SOURCE DOCUMENT:
----

Meanwhile, I keep reading crap like this. About how kindly old chum Jeremy was going to turn "objects into subjects". For fucks sake. No he wasnt. He was going to try and run a country on the basis of student union politics for the gratification of people engaged with politics in the abstract. Uni wankers and their chums. Whilst the Tories grind the rest of us into the ground. But carry on. Im sure what Labour needs now is more theoretical hot air.

Anonymous said...

The Fountain Shitter is now writing crap articles for the Spectator:

https://www.spectator.co.uk/article/the-left-wing-case-for-keir-starmer

Blissex said...

«bright individual as Paul Mason keeps selling him.»

Because of the usual delusions about building a coalition of 90% labour voters and 10% of southern tory voters, here some quotes from a recent Spectator article by Paul Mason:

Unless Labour can take back a large part of Scotland, it needs a swing in England so large that it takes Jacob Rees-Mogg’s seat in Somerset. We’ll have to take back not only the Red Wall but the Blue Fen.

It is either take back Scotland or take JRM's seat in Somerset, and P Mason obviously thinks that taking back Scotland or a coalition with the SNP is impossible.

Realistically, the report says, there are three routes back to power: drop social liberalism and bring out the anti-immigration mugs; tack to the centre on economic policy while talking loudly about patriotism; or try to unite a culturally divided working-class base around a radical economic offer that is ‘credible and morally essential’. That third option is effectively the strategy Starmer stood on,

But if the choice is pandering to the less committed of JRM's tory voters in Somerset the obvious strategy is “tack to the centre on economic policy while talking loudly about patriotism” which is what Starmer is actually doing, see the shadow cabinet composition, while forgetting his talk of trying “to unite a culturally divided working-class base around a radical economic offer” when he was seeking the votes of Labour members. He is no longer seeking those votes, he now seeks the votes of southern tory voters. Plenty of candidates, here and in the USA, talk very differently when addressing their party's base or the general voting public.

Large parts of the left don’t yet realise how different the party has to look and sound to win back power, even while being committed to radical economic change.

This is the pure essence of New Labour thinking: that to win elections Labour has to turn themselves into a "quasi-Conservative" party to attract the votes of southern tory home owners, like JRM's voters in Somerset, with the proviso that once elected with 90% of labour voters and 10% of southern tory voters, the economic programme will be 90% labour and 10% tory.

However Starmer is making clear that the economic programme will be, as usual with New Labour, 10% for labour voters and 90% for southern tory voters, because the labour voters have nowhere else to go but the southern tory voters will switch to LibDems or Conservatives if their property and other interests are not put first.

The problem with the "southern concern" approach is that JRM's southern tory voters will never vote for a non-Conservative unless the Conservatives screw up badly, and that means only that property prices crash. Southern Conservatives will never say "Oh our candidate is a fine tory, but Starmer's candidate is an even better tory, so let's switch our vote to Starmer" as long as their interests are satisfied.

----

EXERCISE TASKS:
(A) Decide whether each statement agrees with the Labour strategy comments, answering yes or no and quoting the deciding words: (i) Paul Mason's article was published in the Spectator. (ii) The report lays out three routes back to power. (iii) According to the comments, Starmer is still seeking the votes of Labour members.
(B) In the Labour strategy comments, whose seat does Labour need to take if it cannot take back a large part of Scotland?
(C) Copy everything in the Labour strategy comments from "Anonymous said..." down to "the Blue Fen.", swapping "Somerset" for "Dorset".

Records from a data source:
----

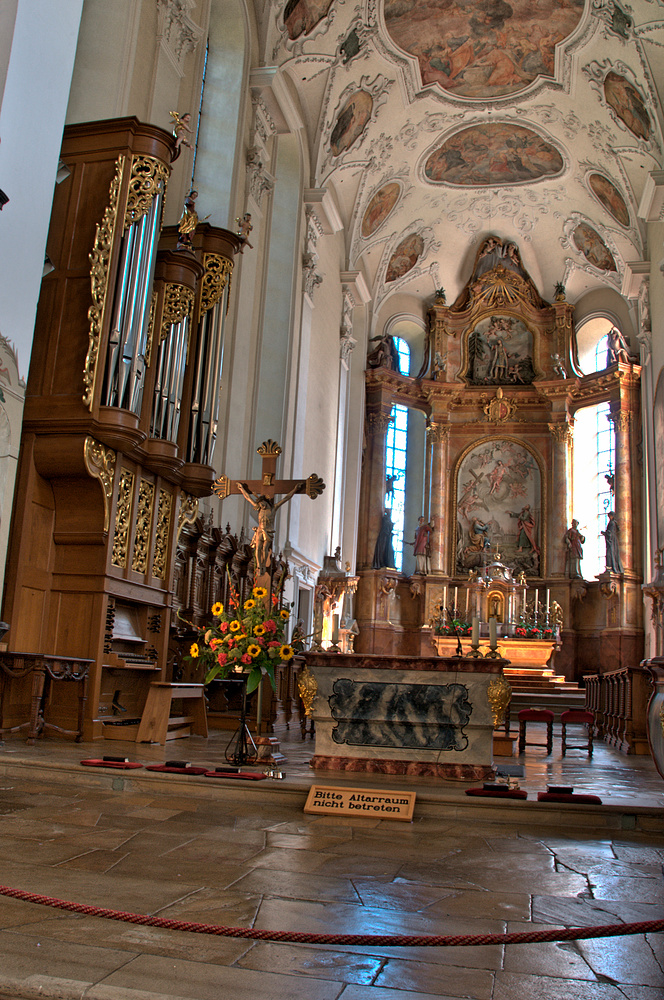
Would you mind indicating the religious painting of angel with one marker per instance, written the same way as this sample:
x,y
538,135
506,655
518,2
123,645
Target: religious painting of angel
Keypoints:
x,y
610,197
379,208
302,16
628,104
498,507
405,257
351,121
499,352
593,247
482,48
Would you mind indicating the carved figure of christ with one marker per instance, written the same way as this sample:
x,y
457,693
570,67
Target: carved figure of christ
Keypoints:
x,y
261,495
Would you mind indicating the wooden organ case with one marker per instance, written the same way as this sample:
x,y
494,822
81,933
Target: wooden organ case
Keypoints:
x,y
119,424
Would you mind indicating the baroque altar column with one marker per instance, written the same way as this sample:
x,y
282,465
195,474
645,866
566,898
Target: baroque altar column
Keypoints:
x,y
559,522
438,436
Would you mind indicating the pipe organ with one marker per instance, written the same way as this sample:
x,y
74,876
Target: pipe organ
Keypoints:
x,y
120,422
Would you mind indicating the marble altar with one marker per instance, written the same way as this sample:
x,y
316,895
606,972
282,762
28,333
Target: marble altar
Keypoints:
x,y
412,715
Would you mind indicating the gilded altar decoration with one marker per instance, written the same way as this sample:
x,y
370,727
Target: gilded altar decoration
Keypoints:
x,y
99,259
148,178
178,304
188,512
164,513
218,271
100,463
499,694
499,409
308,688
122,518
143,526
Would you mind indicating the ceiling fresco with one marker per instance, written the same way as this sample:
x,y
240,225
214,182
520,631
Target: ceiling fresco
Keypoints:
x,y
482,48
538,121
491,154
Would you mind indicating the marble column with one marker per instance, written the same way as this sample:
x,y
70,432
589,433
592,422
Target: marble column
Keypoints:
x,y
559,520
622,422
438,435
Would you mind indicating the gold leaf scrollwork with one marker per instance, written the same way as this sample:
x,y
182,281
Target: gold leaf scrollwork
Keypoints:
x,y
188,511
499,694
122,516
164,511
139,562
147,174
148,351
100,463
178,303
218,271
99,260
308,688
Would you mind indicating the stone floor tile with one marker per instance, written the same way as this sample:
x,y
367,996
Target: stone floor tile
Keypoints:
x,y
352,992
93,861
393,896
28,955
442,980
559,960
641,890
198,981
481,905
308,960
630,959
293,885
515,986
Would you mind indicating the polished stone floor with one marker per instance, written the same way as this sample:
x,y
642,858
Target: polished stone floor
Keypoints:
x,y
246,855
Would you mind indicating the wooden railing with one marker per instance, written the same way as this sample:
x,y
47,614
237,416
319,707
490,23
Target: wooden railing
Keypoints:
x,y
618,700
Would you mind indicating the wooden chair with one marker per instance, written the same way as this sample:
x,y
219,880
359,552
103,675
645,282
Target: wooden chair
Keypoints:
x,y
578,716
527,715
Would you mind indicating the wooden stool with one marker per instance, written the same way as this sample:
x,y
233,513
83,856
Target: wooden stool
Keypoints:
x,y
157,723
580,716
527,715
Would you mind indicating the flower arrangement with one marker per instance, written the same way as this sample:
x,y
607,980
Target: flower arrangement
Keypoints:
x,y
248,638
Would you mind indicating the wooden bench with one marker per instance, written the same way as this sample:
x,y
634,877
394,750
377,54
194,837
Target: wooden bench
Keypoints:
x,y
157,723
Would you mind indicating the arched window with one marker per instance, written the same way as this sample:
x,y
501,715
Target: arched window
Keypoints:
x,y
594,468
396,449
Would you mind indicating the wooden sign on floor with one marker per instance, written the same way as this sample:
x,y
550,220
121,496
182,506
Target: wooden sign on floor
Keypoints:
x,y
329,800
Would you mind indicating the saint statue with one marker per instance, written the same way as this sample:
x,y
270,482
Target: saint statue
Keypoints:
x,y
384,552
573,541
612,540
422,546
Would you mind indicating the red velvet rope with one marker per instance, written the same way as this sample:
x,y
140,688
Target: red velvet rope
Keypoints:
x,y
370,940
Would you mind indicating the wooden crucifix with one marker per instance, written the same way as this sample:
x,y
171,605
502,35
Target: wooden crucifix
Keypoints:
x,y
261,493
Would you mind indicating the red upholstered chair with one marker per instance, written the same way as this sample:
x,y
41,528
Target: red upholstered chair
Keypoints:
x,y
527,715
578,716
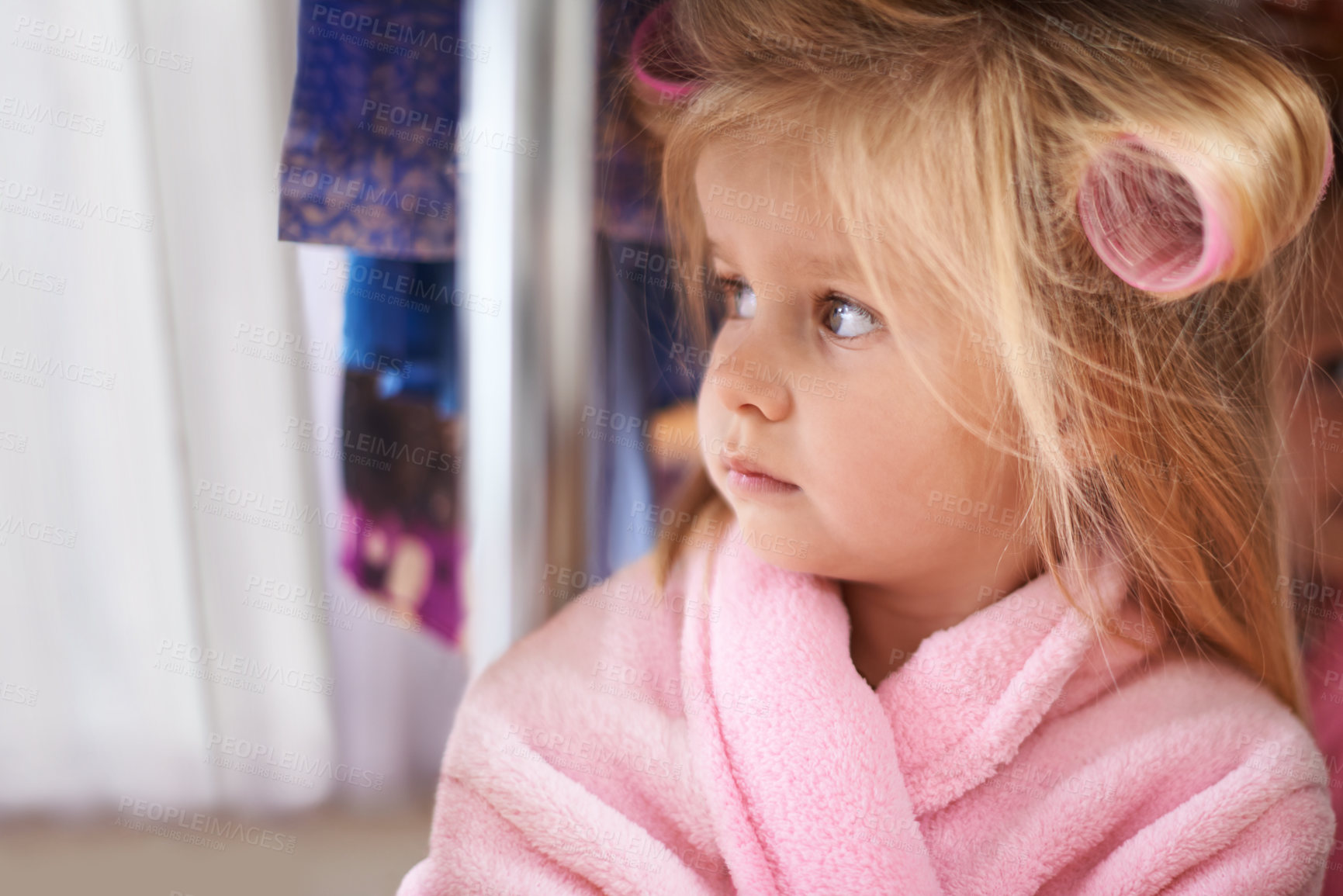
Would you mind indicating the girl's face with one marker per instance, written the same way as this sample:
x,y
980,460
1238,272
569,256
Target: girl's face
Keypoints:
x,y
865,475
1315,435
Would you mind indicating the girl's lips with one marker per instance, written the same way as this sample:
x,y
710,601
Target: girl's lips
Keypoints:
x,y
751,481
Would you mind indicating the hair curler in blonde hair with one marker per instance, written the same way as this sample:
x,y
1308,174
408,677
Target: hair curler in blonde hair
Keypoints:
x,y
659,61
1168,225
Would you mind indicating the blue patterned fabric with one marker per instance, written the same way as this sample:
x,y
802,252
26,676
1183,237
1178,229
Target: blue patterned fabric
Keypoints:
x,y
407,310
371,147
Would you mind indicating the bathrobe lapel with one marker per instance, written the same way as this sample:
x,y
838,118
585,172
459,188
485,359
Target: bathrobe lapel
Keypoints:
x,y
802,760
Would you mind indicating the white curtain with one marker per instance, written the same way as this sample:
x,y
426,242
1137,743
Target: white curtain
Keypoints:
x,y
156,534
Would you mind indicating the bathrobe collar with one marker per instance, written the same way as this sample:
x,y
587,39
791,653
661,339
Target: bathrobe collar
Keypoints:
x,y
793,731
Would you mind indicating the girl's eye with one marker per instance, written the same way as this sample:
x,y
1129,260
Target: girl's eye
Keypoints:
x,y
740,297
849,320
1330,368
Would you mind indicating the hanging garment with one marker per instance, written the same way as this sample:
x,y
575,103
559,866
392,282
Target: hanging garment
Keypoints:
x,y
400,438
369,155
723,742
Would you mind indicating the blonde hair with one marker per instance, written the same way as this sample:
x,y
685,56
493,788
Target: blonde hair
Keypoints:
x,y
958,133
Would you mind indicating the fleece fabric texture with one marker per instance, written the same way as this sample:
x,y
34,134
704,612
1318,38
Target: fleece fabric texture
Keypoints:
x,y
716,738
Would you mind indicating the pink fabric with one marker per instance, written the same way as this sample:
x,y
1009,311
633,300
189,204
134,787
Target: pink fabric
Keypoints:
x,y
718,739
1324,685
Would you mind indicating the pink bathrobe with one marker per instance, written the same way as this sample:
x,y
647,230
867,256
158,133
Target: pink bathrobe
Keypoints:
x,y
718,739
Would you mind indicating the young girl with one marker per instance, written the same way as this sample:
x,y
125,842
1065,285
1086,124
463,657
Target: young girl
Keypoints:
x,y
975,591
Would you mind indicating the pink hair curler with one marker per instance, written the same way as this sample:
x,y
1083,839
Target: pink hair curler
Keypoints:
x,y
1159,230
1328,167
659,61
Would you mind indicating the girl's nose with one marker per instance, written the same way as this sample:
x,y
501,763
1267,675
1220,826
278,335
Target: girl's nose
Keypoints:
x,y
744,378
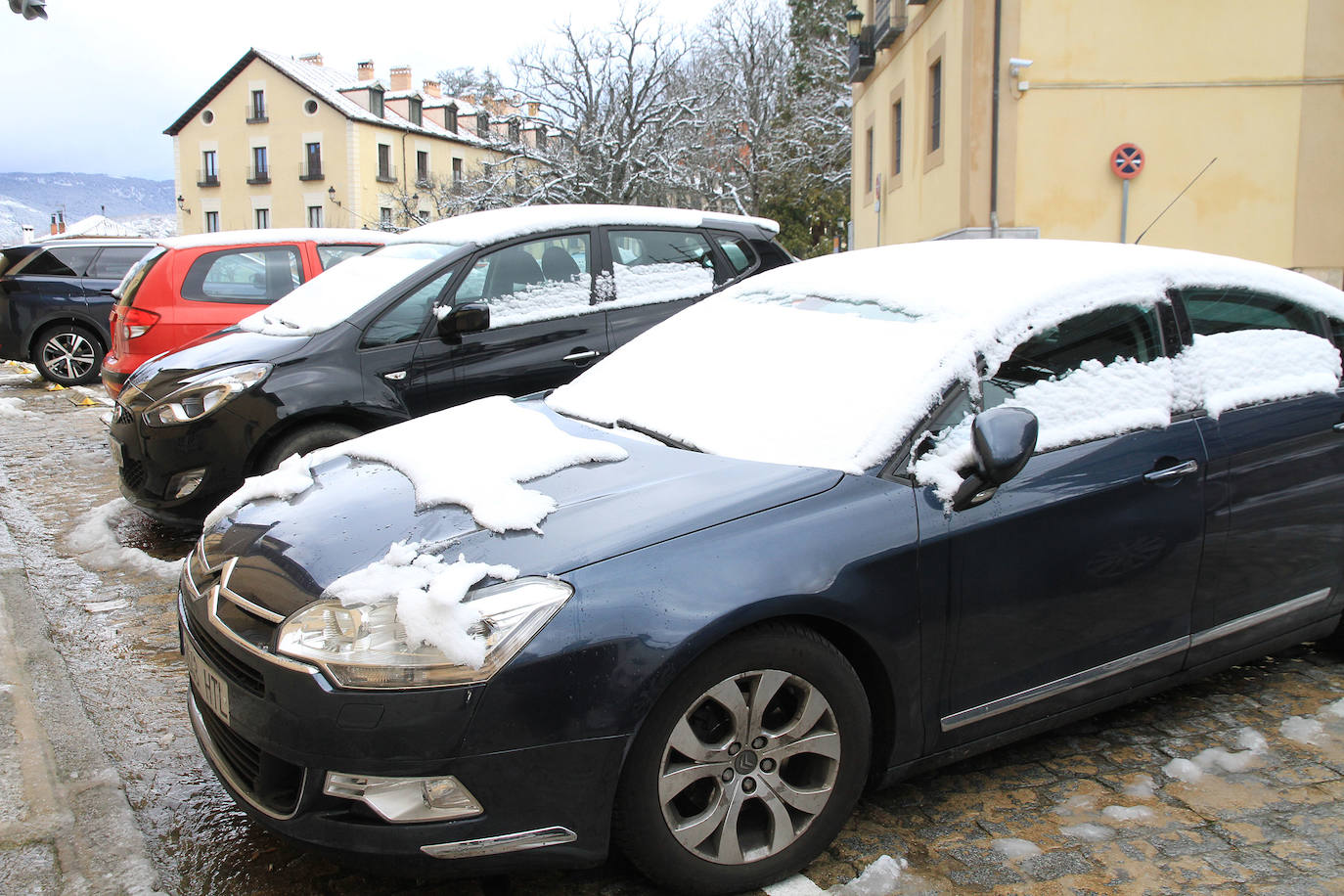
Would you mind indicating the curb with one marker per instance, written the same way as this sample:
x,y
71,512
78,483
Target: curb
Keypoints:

----

SOLVED PROBLEMS:
(A)
(i) Yes: "here some quotes from a recent Spectator article by Paul Mason"
(ii) Yes: "there are three routes back to power"
(iii) No: "He is no longer seeking those votes, he now seeks the votes of southern tory voters."

(B) Jacob Rees-Mogg's seat in Somerset.

(C)
Anonymous said...

The Fountain Shitter is now writing crap articles for the Spectator:

https://www.spectator.co.uk/article/the-left-wing-case-for-keir-starmer

Blissex said...

«bright individual as Paul Mason keeps selling him.»

Because of the usual delusions about building a coalition of 90% labour voters and 10% of southern tory voters, here some quotes from a recent Spectator article by Paul Mason:

Unless Labour can take back a large part of Scotland, it needs a swing in England so large that it takes Jacob Rees-Mogg’s seat in Dorset. We’ll have to take back not only the Red Wall but the Blue Fen.